Lost In Translation – For Reals
I just landed in Tokyo. It’s my third time here, and it doesn’t get any less weird. I’ve been all over the world, and all over Asia, and this is the most foreign place I’ve ever visited. Nothing makes sense here. Everywhere else I’ve been there’s some sort of standard of figuring things out. In Japan, and especially Tokyo, that’s all out the window.
So it’s fitting that I ended up here on New Year’s Day. A new day, a new year, a new adventure. And a new milestone. 1,000 words a day. Every day. In 2019.
Writing For Rodney.
It’s been almost 3 years since I lost any best friend. Rodney Speed. It hit me like a ton of bricks. I was in Holland and got a call in the middle of the night. A text, really. From Erin Ricigliano. As soon as I saw it I knew something was wrong. Very wrong. The man I had come to known as my best friend for the past 18 years was gone.
Rodney Speed was my best friend. My little brother and my big brother last the same time.He was 8 years older than me, black, and autistic, we think. It’s hard to say, really. He was a genius, that’s for sure, A Rock N Roll Warrior. Ive never met anybody who knew more about the history of rock n roll music than Rodney did. And that goes for everybody I know. He was a god damn encyclopedia. You could ask him anything and he works know it. But you never actually needed to ask. If he heard you mention a band he would interject with a dissertation of music history.
Rodney knew it all, but never came cross as a know it all. If you mentioned a Beatles song, for example, he would tell you what album it appeared on, and what position of the track listing it was. And he could tell you the difference in track order between the US and UK releases. And what the temperature was fin the room when they tracked the song. He literally knew it ALL. But never made you feel like you didn’t. His passion and energy was infectious. Rodney lived and breathed Rock N Roll, and anyone who was lucky enough to be in his orbit would get pulled in. He could lecture you on the most obscure trivia about songs, players, and minutia. And do it in a way that would draw you in and make you invested.
If it was Rock-related, then Rodney knew it. He could sit and talk for DAYS, literally, about rock n roll. Everything you could hope to know, he knew. And he could sign. it, and play it. It’s not at all overstatement to say he lived and breathe rock n roll music. He was a Savant, but certainly no idiot. He was never diagnosed with anything, but anyone who knew him knew that he was m most certainly, “on the spectrum”. He didn’t really know how to interact with people, unless it was to talk about music, but once he established a common bond with you, then you were in the high speed lane on the information superhighway of rock n roll, and there was no exit. Rodney would suck you in, and you wouldn’t want to get out.

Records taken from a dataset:
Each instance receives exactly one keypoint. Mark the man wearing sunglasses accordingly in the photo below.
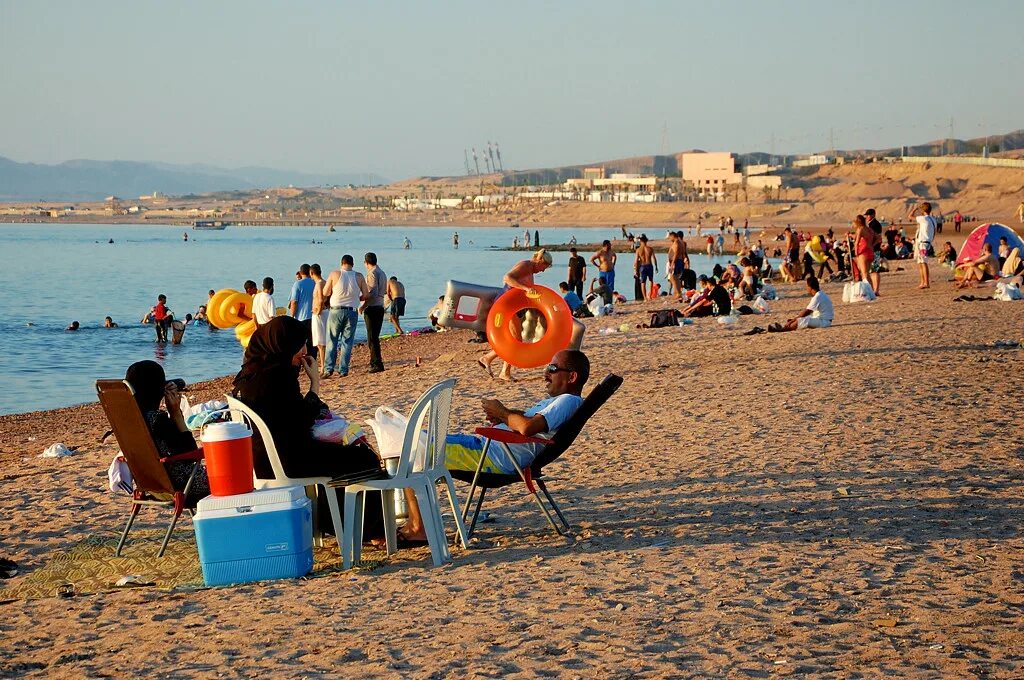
(565, 377)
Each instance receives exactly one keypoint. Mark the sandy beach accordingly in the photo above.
(842, 502)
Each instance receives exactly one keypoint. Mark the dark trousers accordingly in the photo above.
(374, 319)
(311, 349)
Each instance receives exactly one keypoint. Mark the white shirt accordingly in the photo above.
(263, 308)
(820, 306)
(345, 293)
(926, 228)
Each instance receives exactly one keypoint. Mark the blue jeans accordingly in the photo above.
(340, 326)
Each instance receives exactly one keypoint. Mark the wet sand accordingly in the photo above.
(843, 502)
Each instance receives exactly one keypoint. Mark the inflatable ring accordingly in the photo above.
(237, 308)
(528, 354)
(244, 332)
(213, 307)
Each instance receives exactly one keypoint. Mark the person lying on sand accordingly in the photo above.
(565, 377)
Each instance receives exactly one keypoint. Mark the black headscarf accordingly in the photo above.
(267, 362)
(147, 379)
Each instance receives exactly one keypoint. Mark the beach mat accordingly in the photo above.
(89, 566)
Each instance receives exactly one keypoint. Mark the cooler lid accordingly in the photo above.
(285, 495)
(225, 431)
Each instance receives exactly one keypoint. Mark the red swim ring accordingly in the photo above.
(529, 354)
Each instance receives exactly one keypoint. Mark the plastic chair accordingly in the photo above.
(152, 484)
(421, 466)
(532, 476)
(242, 413)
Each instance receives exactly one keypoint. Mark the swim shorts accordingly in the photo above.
(812, 322)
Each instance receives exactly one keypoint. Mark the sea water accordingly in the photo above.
(51, 274)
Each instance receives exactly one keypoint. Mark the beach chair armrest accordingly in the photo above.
(189, 456)
(508, 436)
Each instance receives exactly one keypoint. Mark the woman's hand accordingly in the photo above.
(309, 366)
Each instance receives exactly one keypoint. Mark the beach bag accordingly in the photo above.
(859, 291)
(664, 319)
(1007, 292)
(339, 430)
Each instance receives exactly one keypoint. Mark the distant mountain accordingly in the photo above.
(93, 180)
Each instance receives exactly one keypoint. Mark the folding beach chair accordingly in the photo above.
(152, 484)
(532, 476)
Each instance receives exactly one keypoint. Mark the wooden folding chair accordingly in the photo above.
(152, 484)
(532, 476)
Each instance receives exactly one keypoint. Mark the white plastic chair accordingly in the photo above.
(421, 466)
(241, 413)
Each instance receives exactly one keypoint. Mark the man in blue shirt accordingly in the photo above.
(300, 304)
(565, 377)
(570, 297)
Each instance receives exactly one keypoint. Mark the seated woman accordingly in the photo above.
(948, 256)
(983, 267)
(268, 383)
(167, 427)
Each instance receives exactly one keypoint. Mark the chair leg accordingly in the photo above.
(360, 507)
(454, 502)
(476, 512)
(390, 521)
(473, 486)
(170, 528)
(554, 505)
(348, 530)
(427, 510)
(135, 507)
(332, 502)
(441, 536)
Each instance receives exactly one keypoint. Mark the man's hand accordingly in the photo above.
(496, 411)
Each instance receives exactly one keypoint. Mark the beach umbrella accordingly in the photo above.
(989, 234)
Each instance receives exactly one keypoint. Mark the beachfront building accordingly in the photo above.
(812, 161)
(620, 187)
(710, 172)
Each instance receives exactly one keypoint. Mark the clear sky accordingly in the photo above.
(401, 88)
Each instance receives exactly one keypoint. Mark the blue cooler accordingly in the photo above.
(255, 537)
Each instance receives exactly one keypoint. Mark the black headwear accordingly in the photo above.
(147, 379)
(268, 356)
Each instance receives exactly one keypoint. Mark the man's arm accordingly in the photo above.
(515, 420)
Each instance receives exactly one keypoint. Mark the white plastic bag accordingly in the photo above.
(119, 476)
(389, 429)
(56, 451)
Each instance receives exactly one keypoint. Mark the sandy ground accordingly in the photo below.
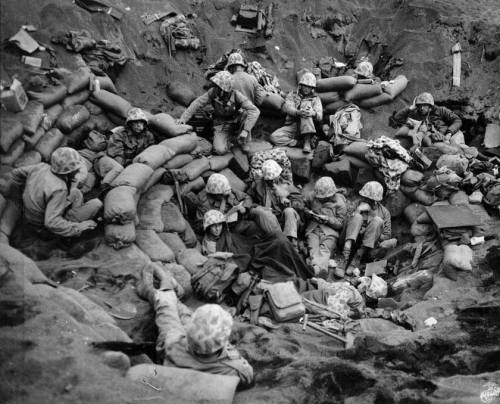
(45, 354)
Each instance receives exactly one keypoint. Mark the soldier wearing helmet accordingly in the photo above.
(245, 83)
(218, 195)
(369, 225)
(234, 114)
(277, 202)
(425, 123)
(52, 203)
(213, 223)
(303, 110)
(325, 222)
(127, 142)
(196, 340)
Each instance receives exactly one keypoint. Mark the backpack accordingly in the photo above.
(213, 282)
(346, 125)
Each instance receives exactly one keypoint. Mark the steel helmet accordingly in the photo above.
(364, 68)
(136, 114)
(325, 187)
(308, 79)
(235, 59)
(218, 184)
(213, 217)
(224, 80)
(209, 329)
(372, 190)
(65, 160)
(271, 170)
(424, 98)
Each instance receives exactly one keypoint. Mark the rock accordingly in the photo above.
(117, 360)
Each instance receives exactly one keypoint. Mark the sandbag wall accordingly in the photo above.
(337, 92)
(57, 114)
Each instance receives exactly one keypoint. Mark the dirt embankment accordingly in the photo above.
(45, 354)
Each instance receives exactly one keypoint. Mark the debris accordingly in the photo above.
(24, 41)
(492, 136)
(14, 98)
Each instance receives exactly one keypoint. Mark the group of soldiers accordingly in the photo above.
(54, 206)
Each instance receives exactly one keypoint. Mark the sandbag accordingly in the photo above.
(155, 178)
(189, 236)
(94, 109)
(154, 156)
(50, 141)
(31, 116)
(105, 83)
(10, 130)
(171, 216)
(203, 148)
(375, 101)
(459, 198)
(135, 175)
(362, 91)
(340, 83)
(413, 211)
(192, 260)
(101, 123)
(77, 98)
(119, 235)
(412, 178)
(192, 170)
(328, 97)
(421, 229)
(180, 93)
(28, 158)
(193, 186)
(72, 117)
(178, 161)
(182, 276)
(78, 135)
(235, 182)
(454, 162)
(356, 149)
(300, 162)
(120, 205)
(166, 126)
(111, 102)
(78, 80)
(272, 101)
(333, 107)
(177, 385)
(149, 242)
(218, 163)
(182, 144)
(10, 216)
(51, 115)
(173, 241)
(31, 141)
(50, 96)
(458, 257)
(396, 202)
(149, 208)
(396, 86)
(424, 197)
(15, 151)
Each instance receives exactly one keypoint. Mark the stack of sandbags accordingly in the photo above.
(336, 92)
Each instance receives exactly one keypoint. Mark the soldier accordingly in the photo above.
(326, 219)
(303, 108)
(234, 114)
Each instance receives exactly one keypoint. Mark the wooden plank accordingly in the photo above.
(451, 216)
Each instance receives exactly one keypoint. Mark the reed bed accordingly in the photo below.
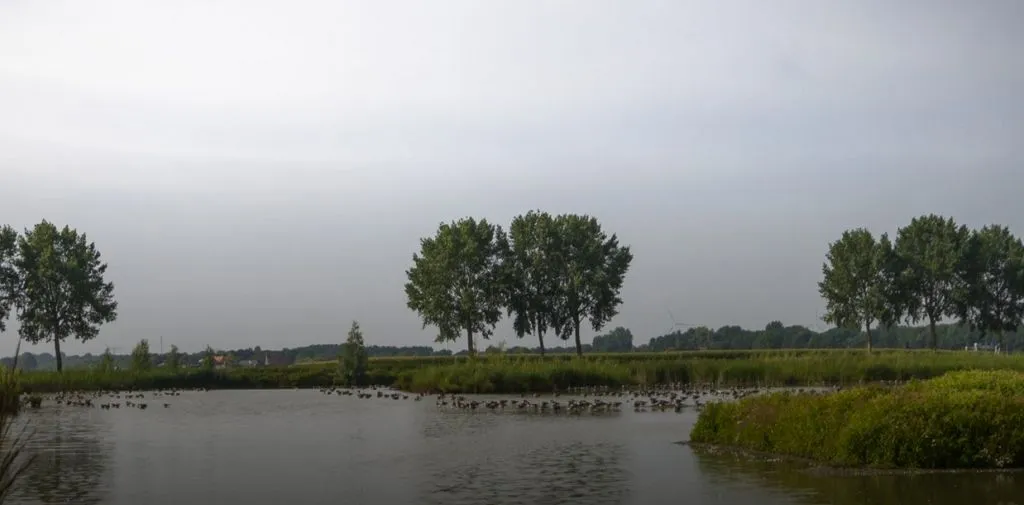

ACTIVITY LIST:
a – According to the post about Rodney Speed, how many years older than the writer was Rodney?
b – Write what comes next in the post about Rodney Speed, picking up after its final sentence.
These records come from a separate source.

OUTPUTS IN ORDER:
a – He was 8 years older.

b –
He seemingly knew every band, but the Beatles were his rock. Though garage bands were his roll. Nuggets? Check! HE knew every single garage rock song, and knew who wrote it and sang it and played on it. Every instrument. When we first started to get to know one another, I commented on how good the solo was on Joan Jett’s “I Love Rock N Roll” and he let me know that was Ricky Byrd. And then we listened to “Maybe Im Amazed” by Paul McCartney and he let me know that the iconic guitar parts were played by Denny Lane. A name I had never even heard before, even though I fancied myself as a rock afficionado. Rodney taught me that I had a lot left to learn. And he became my Dean.
He probably read more magazines than anyone I had ever met. He DEVOURED THEM. Every guitar mag, and every music mag.He would spend entire paychecks at the news stand and would carry them around in his backpack. He would memorize every word, and be able to recall it at any time. Rodney housed the most complete set of knowledge abut music and loved to share it with us. Everyone who ever met him was amazed and intrigued by his insights. He could sit and talk for hours about one particular song or album, and then the next day you might run into him and he would wouldn’t even remember you. He didn’t so much speak WITH you, but AT you… He was a treasure trove of info, but the savant in him made it damn near impossible for him to connect with people, outside of just talking at them about rock. But that was Rodney, and that was part of his magic. He was almost like a cat. In that he would sidle up to you when it fit him, and then be completely indifferent when it didn’t But you never took it personally. It was just Rodney being Rodney, And that was his magic.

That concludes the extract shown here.